### Source passage
::::::

Malkovich
Makes it reasonably easy to develop and deploy Puppet modules using Capistrano. Also includes a convenience for Vagrant.
This is a work in progress. Currently targets Ubuntu 12.04.
Installation
Add the gem to your Gemfile:
gem 'malkovich'
and install with the bundle command. Then in your Capfile
add
require 'malkovich/capistrano'
If you don't have Capfile
copy it from the example below.
Vagrant
Use a script provisioner to create the ubuntu user with your public key.
Requires recent-ish version of Vagrant (e.g., 1.2.7).
First, initialize a VM with Ubuntu Precise:
$ vagrant init precise32 http://files.vagrantup.com/precise32.box
Then create the shell provisioner script in .vagrant/
with:
$ cap vagrant
The vagrant
task by default assumes your ssh key is in ~/.ssh/id_rsa
.
It will attempt to create a public key file at ~/.ssh/id_rsa.pub
if one doesn't already exist.
The key filenames can be set with private_key_filename
and public_key_filename
.
After the shell provisioner is written, inside the config block in your Vagrantfile add:
config.vm.provision :shell, :path => '.vagrant/shell_provisioner'
You might also set the network address for the VM so you can define the server in Capfile
, for example:
config.vm.network :private_network, ip: "192.168.101.101"
Otherwise you can get it later from inside the VM using ifconfig
.
Finally, boot up your Vagrant VM for the first time:
$ vagrant up
At this point, you may wish to run the bootstrap
, described below.
Stages
For each stage, define a Capistrano task where you set a vaule for :stage
and other values:
task :qa do
set :stage, 'qa'
server 'qa.myapp.com', :app, :db
end
You can make a stage for your Vagrant VM:
task :dev do
set :stage, 'dev'
server '192.168.101.101', :app
end
Then invoke a stage task on the Capistrano command line before any primary task, e.g.:
$ cap dev bootstrap
Bootstrap
A bootstrap Capistrano task is provided to prepare a base image with installed Puppet. This is for Ubuntu 12.04 precise.
One approach is to run bootstrap once on a clean image, and then create a new EC2 image or Vagrant box from that. Then destroy the running machine and change your Vagrantfile to use the new image, also removing the shell provisioner.
Now you can use this new image as a starting point for Puppet module development.
Puppet tasks
For every .pp
file in puppet/manifests
a Capistrano task will be created in the puppet
namespace.
E.g., puppet/manifests/web.pp
will result in the task puppet:web
that can be run on stages.
When puppet:web
is run it will upload puppet/
to the servers with the :web
role and use puppet apply
to apply the web
manifest.

::::::

### Excerpted records
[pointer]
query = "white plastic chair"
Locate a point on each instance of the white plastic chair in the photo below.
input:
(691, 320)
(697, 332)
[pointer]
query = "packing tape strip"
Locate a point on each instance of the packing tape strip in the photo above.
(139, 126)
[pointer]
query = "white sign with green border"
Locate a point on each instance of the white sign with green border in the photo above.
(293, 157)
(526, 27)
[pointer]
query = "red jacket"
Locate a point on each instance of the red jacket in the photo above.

::::::

### Requirements
(A) Copy the Malkovich text from "One approach is" to "run on stages.", swapping each "image" for "snapshot".
(B) In the Malkovich text, list every command line that begins with a "$" prompt.

### Answers
(A)
One approach is to run bootstrap once on a clean snapshot, and then create a new EC2 snapshot or Vagrant box from that. Then destroy the running machine and change your Vagrantfile to use the new snapshot, also removing the shell provisioner.
Now you can use this new snapshot as a starting point for Puppet module development.
Puppet tasks
For every .pp
file in puppet/manifests
a Capistrano task will be created in the puppet
namespace.
E.g., puppet/manifests/web.pp
will result in the task puppet:web
that can be run on stages.

(B)
- $ vagrant init precise32 http://files.vagrantup.com/precise32.box
- $ cap vagrant
- $ vagrant up
- $ cap dev bootstrap